# Travail demandé
[1] Reproduisez l'extrait sur le projet NanoG4V, en commençant à « Le dispositif JCJC » et en terminant à « d’approfondir leurs travaux. ».
[2] Répondez aux questions suivantes à partir de l'extrait sur le projet NanoG4V.
(a) Pour quelle durée le programme de financement de l'ANR accorde-t-il des moyens au projet ?
(b) Dans quel pays sont actuellement fabriqués les meilleurs nanodiamants quantiques ?
(c) Combien de stagiaires de master la chercheuse prévoit-elle d'embaucher ?
[3] Traduisez en anglais cette phrase de l'extrait sur le projet NanoG4V : « Le projet vise à développer une filière dans le périmètre de l'Union européenne, voire uniquement en France. »

# Extrait du texte
━━━
Un projet collaboratif
Le programme de financement de l’ANR accordera au projet NanoG4V les moyens nécessaires à l’approfondissement des recherches de Mary De Feudis pour une durée de quatre ans. Le projet, qui démarrera en 2025, se compose de plusieurs volets : la synthèse et l’incorporation des centres colorés, la fonctionnalisation des nanoparticules, et l’intégration des particules obtenues dans des systèmes.
Actuellement, c’est en Russie que sont fabriqués les meilleurs nanodiamants quantiques. Le projet vise à développer une filière dans le périmètre de l’Union européenne, voire uniquement en France. La chercheuse coordonnera en effet ses travaux entre différents acteurs français : l’Institut de recherche de Chimie Paris (IRCP), le laboratoire des sciences des procédés et des matériaux (LSPM) et le laboratoire Lumière, matière et interfaces (LuMIn) de l’ENS Paris-Saclay. Elle prévoit également l’embauche d’un doctorant, d’un chercheur post-doctoral et de deux stagiaires de master.
Le dispositif JCJC vise à valoriser la progression individuelle de jeunes chercheurs et chercheuses porteurs de projets scientifiques originaux, en leur donnant les moyens de concrétiser et d’approfondir leurs travaux.
━━━
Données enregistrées
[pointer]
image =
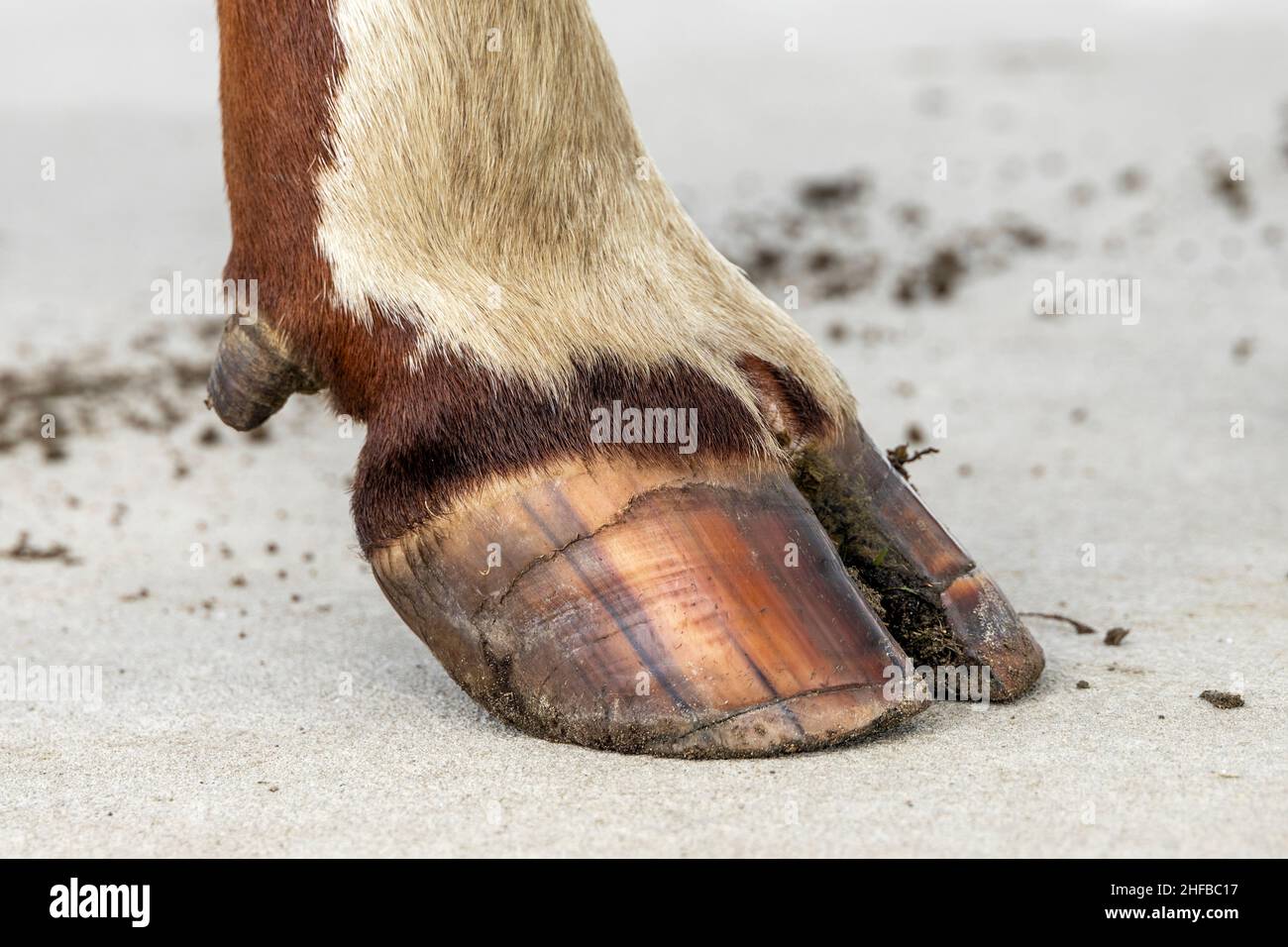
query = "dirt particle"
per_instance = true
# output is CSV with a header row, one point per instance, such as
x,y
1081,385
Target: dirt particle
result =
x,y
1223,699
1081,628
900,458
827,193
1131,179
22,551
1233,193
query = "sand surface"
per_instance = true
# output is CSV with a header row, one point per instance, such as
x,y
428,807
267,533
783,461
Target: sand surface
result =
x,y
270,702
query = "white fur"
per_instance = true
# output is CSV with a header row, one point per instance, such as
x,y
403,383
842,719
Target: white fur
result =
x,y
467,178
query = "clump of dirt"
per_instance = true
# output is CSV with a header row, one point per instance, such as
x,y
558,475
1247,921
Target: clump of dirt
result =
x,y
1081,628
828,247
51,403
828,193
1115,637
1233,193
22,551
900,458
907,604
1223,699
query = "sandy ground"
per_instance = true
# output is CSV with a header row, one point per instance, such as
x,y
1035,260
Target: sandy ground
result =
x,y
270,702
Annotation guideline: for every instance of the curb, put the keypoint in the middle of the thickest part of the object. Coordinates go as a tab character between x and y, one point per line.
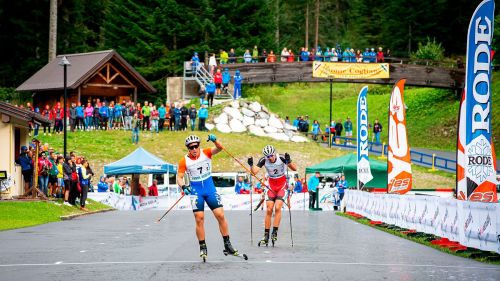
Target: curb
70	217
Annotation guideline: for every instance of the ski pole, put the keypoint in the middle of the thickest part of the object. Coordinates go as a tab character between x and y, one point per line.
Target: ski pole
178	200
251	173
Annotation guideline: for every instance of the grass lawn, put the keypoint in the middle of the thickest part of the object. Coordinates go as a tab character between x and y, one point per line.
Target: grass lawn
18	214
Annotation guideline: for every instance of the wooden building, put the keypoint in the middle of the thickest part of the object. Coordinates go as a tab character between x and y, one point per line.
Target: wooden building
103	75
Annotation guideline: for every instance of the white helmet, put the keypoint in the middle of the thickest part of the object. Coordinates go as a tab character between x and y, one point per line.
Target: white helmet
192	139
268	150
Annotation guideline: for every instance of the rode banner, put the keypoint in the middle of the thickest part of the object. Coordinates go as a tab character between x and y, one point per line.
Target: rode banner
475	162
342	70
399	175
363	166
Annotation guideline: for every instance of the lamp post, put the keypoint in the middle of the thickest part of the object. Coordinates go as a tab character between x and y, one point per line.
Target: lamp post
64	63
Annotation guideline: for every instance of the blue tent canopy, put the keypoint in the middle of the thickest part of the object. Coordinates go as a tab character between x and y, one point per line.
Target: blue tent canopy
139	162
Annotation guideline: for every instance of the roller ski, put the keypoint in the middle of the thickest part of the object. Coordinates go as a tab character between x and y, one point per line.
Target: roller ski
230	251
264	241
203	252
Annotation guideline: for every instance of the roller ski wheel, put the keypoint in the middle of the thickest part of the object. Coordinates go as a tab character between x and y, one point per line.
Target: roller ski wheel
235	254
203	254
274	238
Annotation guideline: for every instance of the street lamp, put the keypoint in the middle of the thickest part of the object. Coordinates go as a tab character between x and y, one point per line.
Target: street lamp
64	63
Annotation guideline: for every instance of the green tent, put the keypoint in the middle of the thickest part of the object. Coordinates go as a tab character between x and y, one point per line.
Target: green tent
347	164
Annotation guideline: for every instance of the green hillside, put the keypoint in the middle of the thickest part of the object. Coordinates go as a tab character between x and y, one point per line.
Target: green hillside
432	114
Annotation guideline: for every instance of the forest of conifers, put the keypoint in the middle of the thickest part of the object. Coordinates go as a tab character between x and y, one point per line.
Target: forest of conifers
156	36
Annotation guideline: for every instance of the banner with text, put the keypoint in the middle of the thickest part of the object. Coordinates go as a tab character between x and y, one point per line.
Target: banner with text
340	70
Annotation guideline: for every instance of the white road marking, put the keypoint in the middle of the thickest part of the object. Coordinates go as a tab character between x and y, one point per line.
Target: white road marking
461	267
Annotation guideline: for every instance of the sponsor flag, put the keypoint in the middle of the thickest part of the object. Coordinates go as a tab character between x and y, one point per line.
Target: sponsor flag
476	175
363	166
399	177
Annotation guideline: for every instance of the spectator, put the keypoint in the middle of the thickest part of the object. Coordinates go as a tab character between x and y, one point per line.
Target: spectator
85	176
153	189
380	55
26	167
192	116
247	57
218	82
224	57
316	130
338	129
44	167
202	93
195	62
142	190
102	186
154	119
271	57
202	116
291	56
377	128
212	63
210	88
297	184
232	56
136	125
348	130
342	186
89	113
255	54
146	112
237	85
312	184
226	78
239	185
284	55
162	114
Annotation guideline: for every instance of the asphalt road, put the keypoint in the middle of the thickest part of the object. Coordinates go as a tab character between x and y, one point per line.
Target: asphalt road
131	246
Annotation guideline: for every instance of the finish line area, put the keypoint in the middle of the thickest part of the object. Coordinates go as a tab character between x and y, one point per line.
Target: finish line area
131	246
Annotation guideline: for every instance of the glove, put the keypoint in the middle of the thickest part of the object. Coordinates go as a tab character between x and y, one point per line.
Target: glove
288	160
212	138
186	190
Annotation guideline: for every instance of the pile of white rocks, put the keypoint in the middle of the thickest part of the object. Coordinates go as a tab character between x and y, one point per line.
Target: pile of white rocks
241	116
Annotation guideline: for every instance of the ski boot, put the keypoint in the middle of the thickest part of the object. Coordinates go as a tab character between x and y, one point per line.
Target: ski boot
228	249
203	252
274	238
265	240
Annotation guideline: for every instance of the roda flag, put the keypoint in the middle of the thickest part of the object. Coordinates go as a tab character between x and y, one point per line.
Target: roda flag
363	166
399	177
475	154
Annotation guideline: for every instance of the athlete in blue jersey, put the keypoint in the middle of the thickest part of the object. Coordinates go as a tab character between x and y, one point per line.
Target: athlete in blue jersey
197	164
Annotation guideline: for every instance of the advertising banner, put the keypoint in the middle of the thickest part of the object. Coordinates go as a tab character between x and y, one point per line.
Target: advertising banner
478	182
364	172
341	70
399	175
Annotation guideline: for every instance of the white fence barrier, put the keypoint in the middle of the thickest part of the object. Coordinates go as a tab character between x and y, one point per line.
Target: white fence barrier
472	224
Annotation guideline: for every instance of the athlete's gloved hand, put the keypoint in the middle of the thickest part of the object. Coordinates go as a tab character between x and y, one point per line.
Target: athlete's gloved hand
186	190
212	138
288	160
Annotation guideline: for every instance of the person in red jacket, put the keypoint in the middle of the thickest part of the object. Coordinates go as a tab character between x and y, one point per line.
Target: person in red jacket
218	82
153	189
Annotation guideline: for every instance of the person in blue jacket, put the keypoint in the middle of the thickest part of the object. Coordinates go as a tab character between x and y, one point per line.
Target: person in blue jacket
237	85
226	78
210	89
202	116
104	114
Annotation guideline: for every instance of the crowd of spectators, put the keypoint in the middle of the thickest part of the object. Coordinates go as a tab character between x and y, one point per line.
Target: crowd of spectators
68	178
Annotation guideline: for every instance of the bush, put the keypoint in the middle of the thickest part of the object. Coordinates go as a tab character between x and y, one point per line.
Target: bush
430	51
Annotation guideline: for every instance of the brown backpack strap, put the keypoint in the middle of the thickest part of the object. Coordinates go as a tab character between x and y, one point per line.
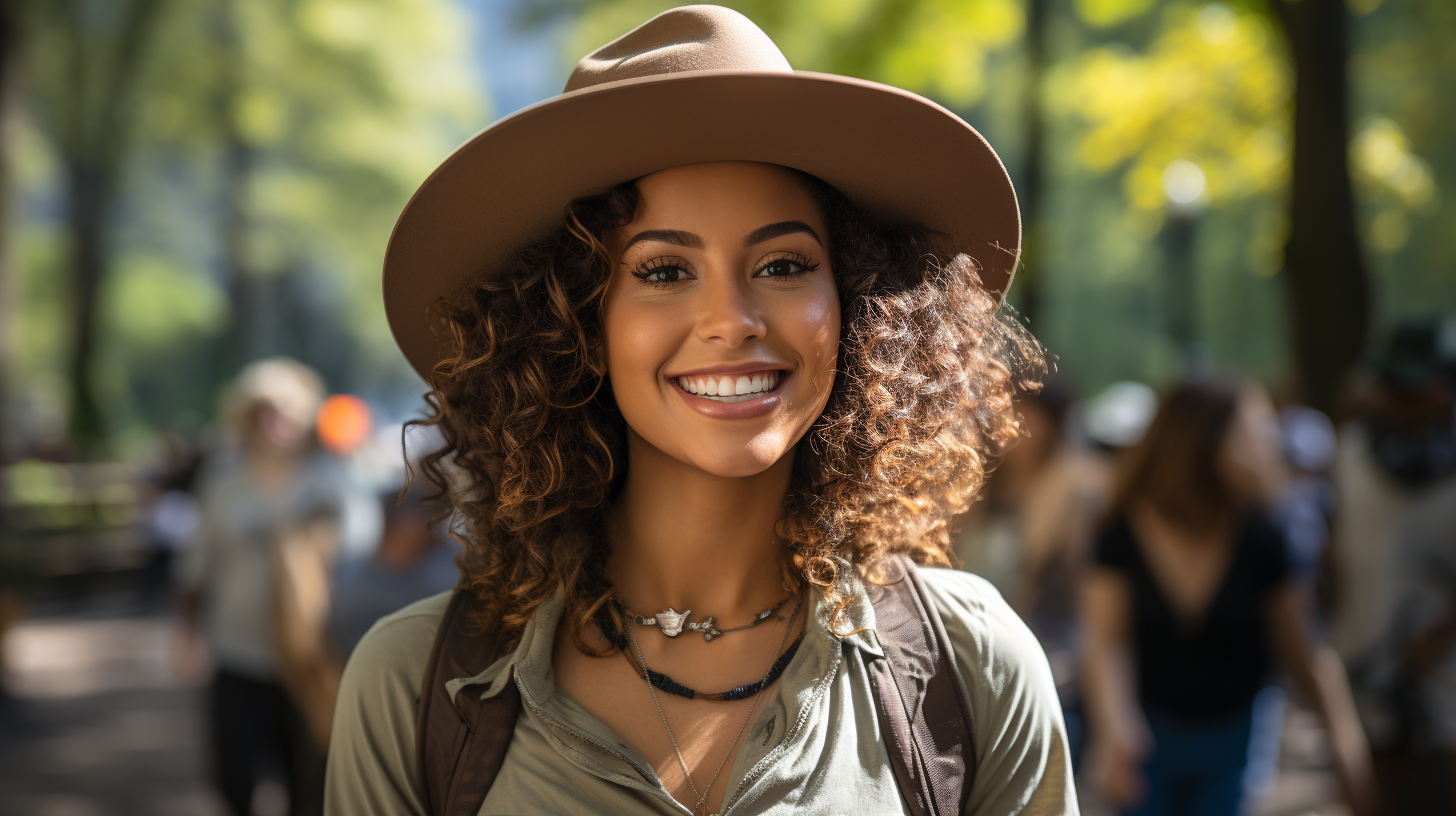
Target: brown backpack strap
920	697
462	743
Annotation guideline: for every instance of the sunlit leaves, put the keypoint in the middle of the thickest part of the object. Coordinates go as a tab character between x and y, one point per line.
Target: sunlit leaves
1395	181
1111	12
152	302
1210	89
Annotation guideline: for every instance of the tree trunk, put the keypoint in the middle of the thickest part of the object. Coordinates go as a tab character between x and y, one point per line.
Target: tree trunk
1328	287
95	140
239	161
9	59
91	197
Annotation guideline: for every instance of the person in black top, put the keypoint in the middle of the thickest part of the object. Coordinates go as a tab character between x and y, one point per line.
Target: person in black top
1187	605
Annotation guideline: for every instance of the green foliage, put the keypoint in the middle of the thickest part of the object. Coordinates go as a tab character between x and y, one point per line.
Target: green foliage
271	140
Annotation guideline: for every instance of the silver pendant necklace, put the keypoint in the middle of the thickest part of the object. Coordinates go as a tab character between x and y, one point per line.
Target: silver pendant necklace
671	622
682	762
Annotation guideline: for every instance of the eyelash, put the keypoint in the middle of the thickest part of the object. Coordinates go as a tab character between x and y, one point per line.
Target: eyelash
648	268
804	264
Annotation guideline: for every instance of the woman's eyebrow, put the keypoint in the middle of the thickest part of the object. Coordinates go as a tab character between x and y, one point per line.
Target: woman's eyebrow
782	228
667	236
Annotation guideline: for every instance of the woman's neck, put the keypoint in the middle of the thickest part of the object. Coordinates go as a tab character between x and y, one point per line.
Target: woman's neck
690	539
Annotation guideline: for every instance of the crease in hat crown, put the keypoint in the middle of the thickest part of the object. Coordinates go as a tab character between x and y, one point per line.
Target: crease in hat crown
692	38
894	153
━━━
# Réponses attendues
[1]
Le dispositif JCJC vise à valoriser la progression individuelle de jeunes chercheurs et chercheuses porteurs de projets scientifiques originaux, en leur donnant les moyens de concrétiser et d’approfondir leurs travaux.

[2]
(a) Quatre ans.
(b) En Russie.
(c) Deux.

[3] The project aims to develop an industry within the European Union, or even solely in France.